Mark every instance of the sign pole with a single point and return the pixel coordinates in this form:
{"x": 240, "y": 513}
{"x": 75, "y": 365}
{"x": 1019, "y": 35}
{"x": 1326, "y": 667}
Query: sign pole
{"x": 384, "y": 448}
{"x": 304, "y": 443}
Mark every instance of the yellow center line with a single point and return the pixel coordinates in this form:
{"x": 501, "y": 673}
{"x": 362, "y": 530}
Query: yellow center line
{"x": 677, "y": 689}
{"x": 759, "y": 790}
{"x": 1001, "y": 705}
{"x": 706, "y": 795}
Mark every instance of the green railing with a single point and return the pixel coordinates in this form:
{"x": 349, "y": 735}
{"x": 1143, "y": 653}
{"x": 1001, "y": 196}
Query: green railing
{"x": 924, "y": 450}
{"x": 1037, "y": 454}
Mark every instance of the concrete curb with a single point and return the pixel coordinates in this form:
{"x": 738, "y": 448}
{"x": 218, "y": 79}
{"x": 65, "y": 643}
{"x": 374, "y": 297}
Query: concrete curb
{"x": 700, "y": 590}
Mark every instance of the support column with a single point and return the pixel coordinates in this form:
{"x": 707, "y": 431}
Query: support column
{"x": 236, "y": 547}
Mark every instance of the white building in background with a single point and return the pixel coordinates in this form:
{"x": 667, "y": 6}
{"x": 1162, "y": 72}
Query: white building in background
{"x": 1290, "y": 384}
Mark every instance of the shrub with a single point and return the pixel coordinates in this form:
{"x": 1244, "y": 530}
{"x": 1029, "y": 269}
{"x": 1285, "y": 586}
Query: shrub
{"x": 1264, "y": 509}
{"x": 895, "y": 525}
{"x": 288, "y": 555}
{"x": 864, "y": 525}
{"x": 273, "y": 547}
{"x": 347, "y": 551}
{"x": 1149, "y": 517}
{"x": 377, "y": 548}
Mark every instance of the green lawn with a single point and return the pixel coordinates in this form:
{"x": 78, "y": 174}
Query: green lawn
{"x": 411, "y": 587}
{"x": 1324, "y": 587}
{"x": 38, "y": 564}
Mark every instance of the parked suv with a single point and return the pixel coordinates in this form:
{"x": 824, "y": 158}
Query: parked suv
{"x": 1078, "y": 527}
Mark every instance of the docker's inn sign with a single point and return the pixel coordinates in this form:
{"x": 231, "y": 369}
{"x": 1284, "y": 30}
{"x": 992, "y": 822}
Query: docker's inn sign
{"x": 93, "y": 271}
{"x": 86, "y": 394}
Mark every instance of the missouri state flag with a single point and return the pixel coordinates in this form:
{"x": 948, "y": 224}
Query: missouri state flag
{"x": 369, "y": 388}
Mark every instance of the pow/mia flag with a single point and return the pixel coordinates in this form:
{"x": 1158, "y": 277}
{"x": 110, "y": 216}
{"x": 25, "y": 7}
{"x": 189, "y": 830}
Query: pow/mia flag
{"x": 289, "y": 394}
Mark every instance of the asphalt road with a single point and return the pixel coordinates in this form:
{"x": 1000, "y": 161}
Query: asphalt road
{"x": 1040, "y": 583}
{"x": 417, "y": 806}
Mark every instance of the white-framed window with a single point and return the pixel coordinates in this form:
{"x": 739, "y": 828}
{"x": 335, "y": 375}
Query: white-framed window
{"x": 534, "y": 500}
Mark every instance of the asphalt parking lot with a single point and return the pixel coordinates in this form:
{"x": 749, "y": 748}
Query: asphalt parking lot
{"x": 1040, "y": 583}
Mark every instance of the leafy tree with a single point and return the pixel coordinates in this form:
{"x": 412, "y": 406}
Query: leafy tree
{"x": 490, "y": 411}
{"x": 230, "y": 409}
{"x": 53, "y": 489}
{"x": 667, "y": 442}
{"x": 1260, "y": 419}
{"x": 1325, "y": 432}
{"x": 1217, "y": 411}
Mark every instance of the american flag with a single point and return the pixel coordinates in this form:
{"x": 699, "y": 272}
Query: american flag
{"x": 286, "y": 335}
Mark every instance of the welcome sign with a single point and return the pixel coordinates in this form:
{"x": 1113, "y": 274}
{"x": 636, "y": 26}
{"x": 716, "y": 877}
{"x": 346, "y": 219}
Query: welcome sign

Problem:
Rewrite everything from the line containing "Mark every instance of the asphalt parking" down to the end of the entries, requests included. Shift every x and y coordinate in the answers by -31, and leave the requests and their sample coordinates as they are.

Task response:
Mark every instance of the asphalt parking lot with a single point and return the pixel coordinates in this form:
{"x": 749, "y": 748}
Query: asphalt parking lot
{"x": 1009, "y": 552}
Mark every instance of the leafy tree with a single point and return the pixel coordinates in this form:
{"x": 412, "y": 406}
Query: leafy tree
{"x": 459, "y": 380}
{"x": 199, "y": 378}
{"x": 22, "y": 458}
{"x": 636, "y": 411}
{"x": 1229, "y": 388}
{"x": 1294, "y": 401}
{"x": 1186, "y": 380}
Mark every instance of the american flag with a single point and return the pixel coordinates in this form:
{"x": 699, "y": 272}
Query: american flag
{"x": 255, "y": 304}
Mark every instance of the welcome sign with a single point and return the pixel coordinates in this form:
{"x": 1113, "y": 274}
{"x": 636, "y": 26}
{"x": 716, "y": 877}
{"x": 346, "y": 219}
Query: welcome sign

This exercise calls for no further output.